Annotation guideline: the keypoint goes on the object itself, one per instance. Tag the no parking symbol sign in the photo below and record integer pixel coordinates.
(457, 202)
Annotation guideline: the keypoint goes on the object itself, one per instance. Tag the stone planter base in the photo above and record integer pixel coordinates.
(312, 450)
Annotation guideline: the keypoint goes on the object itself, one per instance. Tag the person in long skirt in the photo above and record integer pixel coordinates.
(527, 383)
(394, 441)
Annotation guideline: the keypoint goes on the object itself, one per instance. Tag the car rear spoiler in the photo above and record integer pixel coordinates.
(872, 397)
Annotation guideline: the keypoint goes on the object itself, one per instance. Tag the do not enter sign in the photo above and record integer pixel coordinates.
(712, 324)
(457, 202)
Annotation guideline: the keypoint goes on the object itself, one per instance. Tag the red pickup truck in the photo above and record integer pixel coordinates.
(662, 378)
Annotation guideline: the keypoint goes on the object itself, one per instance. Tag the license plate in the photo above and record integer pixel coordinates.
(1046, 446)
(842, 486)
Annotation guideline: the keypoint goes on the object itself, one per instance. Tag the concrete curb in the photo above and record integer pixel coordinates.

● **TASK PROMPT**: Print out every record again, exactly and in full.

● **SOLUTION TO THE PROBLEM**:
Annotation guideline: the keypoint goes on the object itself, one per instance. Tag the no parking symbol sign in the photo below and record integer pixel coordinates.
(457, 202)
Annotation guideline: the keypoint goes on the object itself, one per instance. Tag the stone planter base in the photo above and record integer pixel coordinates.
(312, 450)
Annotation guideline: the keypoint goes on the object itself, one per instance. Tag the person in long skirt in the photo above and record integer pixel coordinates.
(527, 383)
(394, 441)
Annotation guideline: the keypoint goes on the object itself, one per instance. Tag the car rear spoiler in the photo above and record integer pixel coordinates.
(872, 397)
Annotation guideline: the keypoint goes on the object itself, one per instance. Tag the do not enter sign in the photo above and record integer pixel coordinates.
(712, 324)
(457, 202)
Annotation guideline: the keypoint goes on the object itself, one per instance. Tag the red pickup truck in the photo above and record integer pixel coordinates.
(662, 378)
Annotation guideline: the keypoint goes on the object itself, one per instance. Tag the license plate in the photo above and record integer pixel coordinates.
(1046, 446)
(842, 486)
Annotation guideline: the keypoint goes on the object itself, one per instance. Tag the concrete curb in the photo above and record integer pixel coordinates.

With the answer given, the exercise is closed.